Set task
Please copy the material from the line with "sign in the photo above." up to and including the line with "(668, 1052)", keeping every line, and shift each coordinate in the answers up by 123.

Supplied data

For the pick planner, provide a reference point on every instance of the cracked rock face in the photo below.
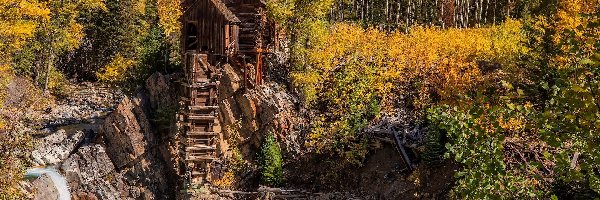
(127, 132)
(45, 189)
(56, 147)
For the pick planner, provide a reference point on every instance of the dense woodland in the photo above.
(508, 88)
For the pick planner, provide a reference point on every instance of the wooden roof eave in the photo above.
(229, 16)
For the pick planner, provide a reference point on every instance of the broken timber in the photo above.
(199, 117)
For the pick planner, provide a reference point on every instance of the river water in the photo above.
(58, 180)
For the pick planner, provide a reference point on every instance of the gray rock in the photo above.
(44, 189)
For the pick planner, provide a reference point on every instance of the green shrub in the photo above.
(271, 162)
(433, 154)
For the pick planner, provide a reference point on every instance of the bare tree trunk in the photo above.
(398, 12)
(487, 6)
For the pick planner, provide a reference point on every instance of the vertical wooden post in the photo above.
(259, 67)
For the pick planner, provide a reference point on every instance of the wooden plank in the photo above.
(202, 117)
(204, 108)
(198, 133)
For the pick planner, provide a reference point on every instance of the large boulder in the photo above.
(44, 189)
(89, 163)
(159, 91)
(127, 131)
(56, 147)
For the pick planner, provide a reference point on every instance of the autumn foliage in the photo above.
(351, 74)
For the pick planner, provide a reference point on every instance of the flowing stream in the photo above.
(58, 180)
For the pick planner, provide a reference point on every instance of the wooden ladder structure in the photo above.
(200, 117)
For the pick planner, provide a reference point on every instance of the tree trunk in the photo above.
(48, 69)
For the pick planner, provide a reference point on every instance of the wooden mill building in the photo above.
(216, 32)
(233, 31)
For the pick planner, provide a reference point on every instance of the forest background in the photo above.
(508, 88)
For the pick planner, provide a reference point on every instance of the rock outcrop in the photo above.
(254, 112)
(45, 189)
(127, 131)
(110, 151)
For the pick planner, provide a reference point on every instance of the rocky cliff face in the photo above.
(255, 112)
(115, 155)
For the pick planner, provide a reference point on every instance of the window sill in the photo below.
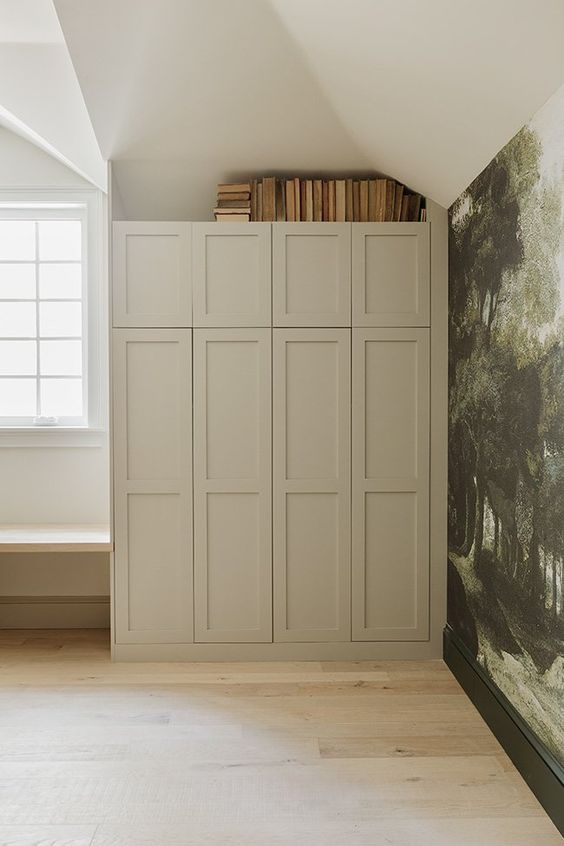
(52, 436)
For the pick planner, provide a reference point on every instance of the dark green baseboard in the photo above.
(539, 768)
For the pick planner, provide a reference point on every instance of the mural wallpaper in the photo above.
(506, 444)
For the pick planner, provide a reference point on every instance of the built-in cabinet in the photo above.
(232, 485)
(271, 429)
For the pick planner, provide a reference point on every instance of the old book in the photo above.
(233, 187)
(232, 218)
(356, 201)
(405, 207)
(297, 200)
(380, 200)
(236, 195)
(331, 200)
(349, 214)
(372, 201)
(280, 200)
(302, 200)
(269, 198)
(340, 200)
(259, 199)
(309, 200)
(290, 201)
(398, 201)
(363, 200)
(253, 199)
(317, 199)
(414, 207)
(390, 199)
(234, 204)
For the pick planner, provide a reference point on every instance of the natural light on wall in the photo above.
(42, 316)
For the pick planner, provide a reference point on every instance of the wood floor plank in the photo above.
(389, 752)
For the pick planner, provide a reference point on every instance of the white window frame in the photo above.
(27, 203)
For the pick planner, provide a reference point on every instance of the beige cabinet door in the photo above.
(311, 482)
(232, 274)
(390, 525)
(390, 274)
(151, 274)
(232, 485)
(311, 274)
(152, 485)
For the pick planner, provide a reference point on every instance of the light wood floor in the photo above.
(293, 754)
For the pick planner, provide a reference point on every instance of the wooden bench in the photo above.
(51, 537)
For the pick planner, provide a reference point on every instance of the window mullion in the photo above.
(37, 327)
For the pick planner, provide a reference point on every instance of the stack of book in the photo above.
(370, 200)
(233, 202)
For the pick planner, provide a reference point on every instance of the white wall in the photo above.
(50, 484)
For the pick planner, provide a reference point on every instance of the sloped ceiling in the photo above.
(185, 93)
(40, 98)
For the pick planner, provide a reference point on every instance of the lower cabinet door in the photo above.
(152, 418)
(232, 485)
(390, 579)
(311, 483)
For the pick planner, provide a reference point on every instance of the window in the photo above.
(43, 315)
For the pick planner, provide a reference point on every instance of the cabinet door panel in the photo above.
(151, 274)
(391, 272)
(232, 274)
(312, 484)
(390, 484)
(232, 485)
(311, 274)
(152, 469)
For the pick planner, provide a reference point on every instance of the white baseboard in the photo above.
(54, 612)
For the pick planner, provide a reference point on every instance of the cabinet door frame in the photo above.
(282, 486)
(420, 317)
(281, 316)
(362, 486)
(120, 316)
(263, 316)
(124, 487)
(262, 485)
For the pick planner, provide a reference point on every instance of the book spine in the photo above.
(309, 200)
(398, 201)
(405, 208)
(340, 200)
(317, 200)
(269, 198)
(253, 199)
(363, 200)
(356, 201)
(297, 200)
(290, 201)
(372, 201)
(349, 213)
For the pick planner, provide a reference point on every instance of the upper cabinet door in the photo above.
(311, 274)
(390, 482)
(391, 273)
(151, 274)
(152, 440)
(232, 274)
(232, 486)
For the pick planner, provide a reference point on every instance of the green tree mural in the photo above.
(506, 439)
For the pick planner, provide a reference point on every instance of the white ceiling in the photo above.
(40, 98)
(185, 93)
(29, 22)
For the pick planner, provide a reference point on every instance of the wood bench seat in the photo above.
(53, 537)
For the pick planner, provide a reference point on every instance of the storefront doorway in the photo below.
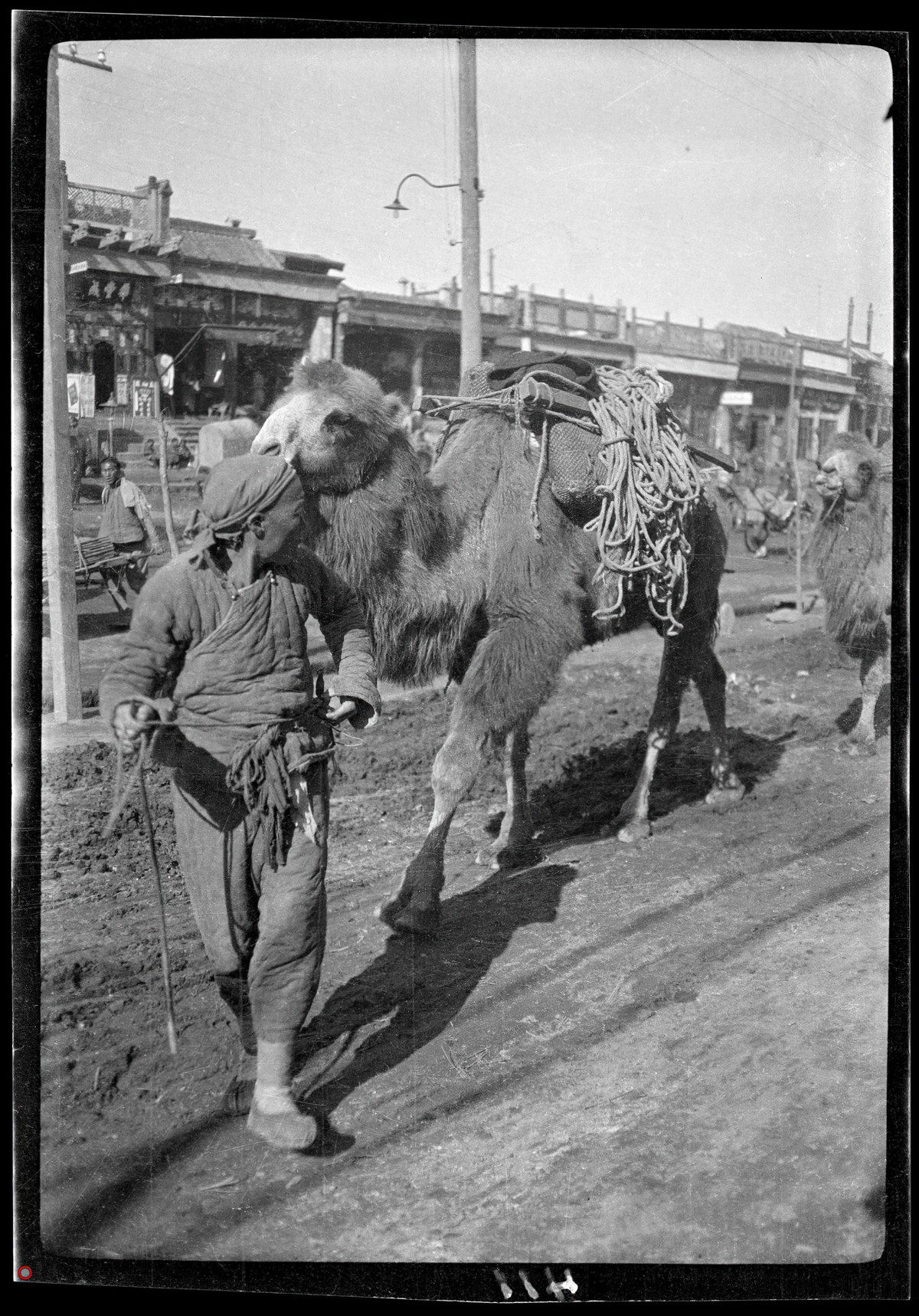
(103, 366)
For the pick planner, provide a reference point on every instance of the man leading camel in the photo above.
(217, 654)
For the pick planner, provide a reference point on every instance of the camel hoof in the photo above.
(723, 797)
(391, 908)
(633, 830)
(419, 922)
(237, 1098)
(515, 857)
(492, 824)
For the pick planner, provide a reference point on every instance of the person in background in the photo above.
(128, 522)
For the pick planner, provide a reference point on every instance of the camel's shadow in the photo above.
(420, 984)
(597, 784)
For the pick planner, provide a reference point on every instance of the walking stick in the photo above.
(164, 945)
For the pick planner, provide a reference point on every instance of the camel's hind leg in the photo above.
(514, 846)
(415, 907)
(688, 656)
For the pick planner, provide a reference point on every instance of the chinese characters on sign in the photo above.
(146, 398)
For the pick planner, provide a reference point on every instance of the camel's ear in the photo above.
(395, 408)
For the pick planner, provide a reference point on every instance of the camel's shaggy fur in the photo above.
(851, 552)
(453, 581)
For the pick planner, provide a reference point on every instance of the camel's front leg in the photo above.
(710, 681)
(631, 823)
(514, 846)
(875, 674)
(415, 907)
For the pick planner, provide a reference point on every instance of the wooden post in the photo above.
(164, 486)
(793, 458)
(470, 317)
(58, 512)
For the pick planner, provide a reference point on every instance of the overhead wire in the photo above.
(759, 110)
(787, 99)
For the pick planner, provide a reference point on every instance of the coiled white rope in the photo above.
(648, 482)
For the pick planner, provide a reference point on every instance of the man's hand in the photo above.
(132, 719)
(340, 709)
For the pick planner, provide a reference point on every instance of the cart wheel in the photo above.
(751, 541)
(806, 531)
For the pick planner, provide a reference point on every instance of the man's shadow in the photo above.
(426, 984)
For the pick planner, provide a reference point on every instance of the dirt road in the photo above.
(668, 1052)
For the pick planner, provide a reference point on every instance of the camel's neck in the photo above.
(397, 541)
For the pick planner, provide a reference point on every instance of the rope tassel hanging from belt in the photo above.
(122, 799)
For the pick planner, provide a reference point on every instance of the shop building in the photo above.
(179, 316)
(768, 365)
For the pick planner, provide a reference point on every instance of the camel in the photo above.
(851, 552)
(454, 582)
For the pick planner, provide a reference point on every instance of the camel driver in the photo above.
(216, 661)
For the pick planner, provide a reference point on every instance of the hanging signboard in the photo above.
(146, 398)
(82, 395)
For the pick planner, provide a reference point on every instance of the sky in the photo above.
(739, 181)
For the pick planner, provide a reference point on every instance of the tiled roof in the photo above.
(223, 244)
(307, 258)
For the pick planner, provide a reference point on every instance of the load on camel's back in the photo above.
(477, 571)
(851, 552)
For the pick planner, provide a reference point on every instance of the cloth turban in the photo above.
(237, 489)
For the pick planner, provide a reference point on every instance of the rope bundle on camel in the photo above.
(618, 462)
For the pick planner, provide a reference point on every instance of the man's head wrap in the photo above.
(237, 489)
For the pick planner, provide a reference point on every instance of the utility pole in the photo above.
(470, 309)
(793, 460)
(57, 489)
(58, 511)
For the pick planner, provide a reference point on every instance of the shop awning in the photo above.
(248, 337)
(116, 262)
(699, 366)
(267, 287)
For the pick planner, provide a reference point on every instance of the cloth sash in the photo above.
(245, 695)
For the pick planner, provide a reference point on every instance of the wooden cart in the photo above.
(98, 557)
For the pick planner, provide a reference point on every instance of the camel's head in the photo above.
(849, 469)
(333, 425)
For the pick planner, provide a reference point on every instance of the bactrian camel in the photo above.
(454, 582)
(851, 553)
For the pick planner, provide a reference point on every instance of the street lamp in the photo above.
(470, 309)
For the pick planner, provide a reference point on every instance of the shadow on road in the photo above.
(426, 984)
(111, 1194)
(594, 784)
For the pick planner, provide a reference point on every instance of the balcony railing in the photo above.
(106, 205)
(764, 352)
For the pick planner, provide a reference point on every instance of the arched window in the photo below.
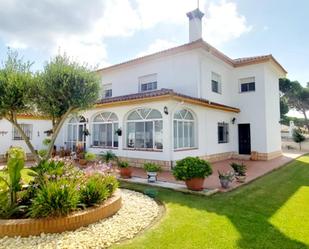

In response
For the pick planner, provide a reference point on every instance of the chinese characters on sign in the photo above.
(269, 521)
For the pick planner, provide a reference point on every instance of the camel's ear in the photo above.
(518, 531)
For the pick planner, provide a reference point on every instance of the camel's shaggy fur in the photo above.
(974, 675)
(576, 704)
For the pick planner, provide a reference point on every instance of the camel's front leg in the photo above.
(833, 804)
(754, 946)
(637, 969)
(998, 797)
(538, 1030)
For the pick planner, provide a reference point on every instance of the wooden post in the photo above.
(287, 609)
(916, 581)
(593, 440)
(181, 635)
For the pick planner, provide a reference point on every instance of the overhead wire in the photo above.
(882, 233)
(910, 222)
For the pick planner, provide a reference point on every instance of the coiled white rope in the photo above.
(771, 605)
For the pick planner, provide a reference point on every instance of the man's hand in the photo above.
(255, 842)
(463, 832)
For the pick planner, provide a reference point on every instance of the cart wheel in the photo above.
(874, 664)
(929, 654)
For the pick planner, provide a reference point on every instance of the man's shadow in the photo above.
(549, 1107)
For the pick planner, provide a reference point on every instance of the dirt road in the photo above.
(791, 1175)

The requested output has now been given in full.